The problem – Nothing in the listing may be skipped; transcribe all of it as written.

:: Source information ::

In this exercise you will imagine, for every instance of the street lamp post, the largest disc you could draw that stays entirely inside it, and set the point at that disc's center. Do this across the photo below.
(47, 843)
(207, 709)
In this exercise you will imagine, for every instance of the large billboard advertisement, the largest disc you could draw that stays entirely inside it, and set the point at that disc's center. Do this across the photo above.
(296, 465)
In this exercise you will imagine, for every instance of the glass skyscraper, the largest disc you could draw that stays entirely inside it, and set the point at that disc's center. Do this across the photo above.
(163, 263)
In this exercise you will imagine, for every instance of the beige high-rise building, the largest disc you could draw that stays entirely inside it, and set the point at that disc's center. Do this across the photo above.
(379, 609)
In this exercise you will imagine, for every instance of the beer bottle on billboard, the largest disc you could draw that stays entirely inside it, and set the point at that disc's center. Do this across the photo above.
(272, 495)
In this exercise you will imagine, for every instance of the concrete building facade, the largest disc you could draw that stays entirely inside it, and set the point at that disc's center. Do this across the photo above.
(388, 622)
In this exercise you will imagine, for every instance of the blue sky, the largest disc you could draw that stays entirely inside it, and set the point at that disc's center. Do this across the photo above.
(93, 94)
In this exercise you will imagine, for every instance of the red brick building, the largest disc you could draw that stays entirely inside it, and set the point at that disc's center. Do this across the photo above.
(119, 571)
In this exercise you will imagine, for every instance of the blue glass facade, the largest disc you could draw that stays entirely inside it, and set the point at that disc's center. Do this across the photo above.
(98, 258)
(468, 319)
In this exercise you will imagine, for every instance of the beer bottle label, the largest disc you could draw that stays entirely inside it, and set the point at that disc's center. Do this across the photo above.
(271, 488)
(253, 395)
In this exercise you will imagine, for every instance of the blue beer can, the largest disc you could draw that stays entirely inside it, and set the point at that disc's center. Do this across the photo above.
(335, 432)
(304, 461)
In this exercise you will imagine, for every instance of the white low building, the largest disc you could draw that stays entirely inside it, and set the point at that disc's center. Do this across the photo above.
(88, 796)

:::

Result of this task –
In this exercise you will imagine, for every instance of the street lamp post, the largest disc you could draw that stays entirely inside it, and set the point at that disc's center. Do this across the photo below.
(47, 843)
(207, 709)
In this exercise you will imagine, for every instance of the large billboard advertisement, the largest disc you could draw that stays entirely inside it, and set the point at that disc's center. Do this across the photo above.
(296, 465)
In this exercise you will imagine, for every instance of the glass skyscraper, the largest disc you could draw that stays entirely inside it, and set the point at that disc's center. Do this across the photo above.
(163, 263)
In this exercise you will imagine, for every instance of the beige high-rise building, the largest disc you could draw that stays entirely inside it, and set the point at that disc's center. Do this across the photo above.
(379, 609)
In this exercise you will imagine, for every instance of the beer bottle on billboard, the largest disc you could draw that stays entirely inside it, and set the point at that disc's center. Do this across the photo above.
(272, 495)
In this exercise you will imagine, for every instance of the concrete building facade, the largest disc you could draw that stays entirely inside it, and set the point at that disc's center. Do this across the photo above.
(388, 622)
In this exercise you will imagine, for every instance of the blue sky, the largest disc you could draw that stays entirely inside it, and set the point at that disc's center. Do this across the photo above.
(93, 94)
In this exercise you will imagine, for every instance of the red brick building, the largest disc you could draw that stays entirely inside it, and set the point at that disc's center. Do this across the photo above.
(119, 571)
In this exercise you will imagine, for every instance of the blue glass facade, the largest disc you could draw that stays entirely inside it, and set the point at that disc's center. Do this across the photo above.
(98, 258)
(468, 319)
In this exercise you will imagine, for every instance of the beer bottle label, the largest disc you could draw that stays entirely inside it, and set the point at that disc's center. Do this across the photo above.
(271, 488)
(253, 395)
In this exercise you will imagine, for every instance of the blue beer can, the largest disc you could draw that stays entirely inside it, and set the point at that disc's center. Do this across the photo above.
(335, 432)
(304, 461)
In this exercise you will imagine, for every instance of the white low building, the largest disc you could draw that stays entirely inside it, and set the point at that disc's center. Do this across the photo above.
(88, 796)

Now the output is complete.